▶ **WHAT YOU WILL DO**: All the entries that follow must be written out again exactly.

BEGIN DATASET

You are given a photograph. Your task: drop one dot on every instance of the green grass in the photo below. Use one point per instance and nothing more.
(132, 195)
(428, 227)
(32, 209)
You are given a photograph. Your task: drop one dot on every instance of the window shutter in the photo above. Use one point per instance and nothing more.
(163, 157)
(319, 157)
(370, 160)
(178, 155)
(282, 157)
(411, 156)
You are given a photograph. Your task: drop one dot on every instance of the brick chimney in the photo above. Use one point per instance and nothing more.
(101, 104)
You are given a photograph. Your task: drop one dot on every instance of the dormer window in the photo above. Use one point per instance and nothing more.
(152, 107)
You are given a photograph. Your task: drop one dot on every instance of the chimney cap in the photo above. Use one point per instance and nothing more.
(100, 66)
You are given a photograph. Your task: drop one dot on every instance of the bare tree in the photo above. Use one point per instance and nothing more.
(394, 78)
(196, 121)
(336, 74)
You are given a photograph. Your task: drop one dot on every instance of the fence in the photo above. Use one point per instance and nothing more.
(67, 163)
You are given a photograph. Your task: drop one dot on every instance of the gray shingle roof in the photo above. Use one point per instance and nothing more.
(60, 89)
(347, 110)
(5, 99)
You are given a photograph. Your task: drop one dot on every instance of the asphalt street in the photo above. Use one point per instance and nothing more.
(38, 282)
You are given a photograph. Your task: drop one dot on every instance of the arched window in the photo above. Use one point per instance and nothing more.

END DATASET

▶ **RESPONSE TO THE EXERCISE**:
You are given a photograph. Your task: drop one dot on every instance of the green grass in the photo below. Use one point per instance and nothing more.
(132, 195)
(428, 227)
(32, 209)
You are given a photograph. Your task: drop one dot on every instance of the window shutter in the photo above. Use one point per instance and nothing more.
(163, 157)
(319, 157)
(370, 160)
(178, 155)
(282, 157)
(411, 156)
You are given a photograph. Your task: drop one dot on every instance of the brick chimney in the photo above. Use one point per instance and nothing more.
(101, 104)
You are given a photograph. Your task: drop one dot on every instance of the dormer window in the photo above. Use one point per instance and nothing more.
(152, 107)
You are given a photograph. Your task: drop one dot on every instance of the chimney cap in the photo above. Use one point per instance and nothing more.
(100, 66)
You are given a photograph. Your task: drop one dot on every instance of the bare tree in the photo above. Use one point per instance and nothing more.
(394, 78)
(196, 121)
(336, 74)
You are given a photograph. Your task: drop one dot on every instance of the fence in the photo above. Use one point per instance and nothing more.
(67, 163)
You are given a photograph. Your task: drop one dot on every instance of the gray shingle roof in the photo above. Use one point per instance and nothing more.
(60, 89)
(347, 110)
(5, 99)
You are given a photograph. Your task: drop one dot on every instance of the asphalt street in the photo above. Use one point per instance and nothing more.
(38, 282)
You are given a photograph. Your task: drop one dot on every instance of the arched window in the photo above. Use one point per instance and nothing more.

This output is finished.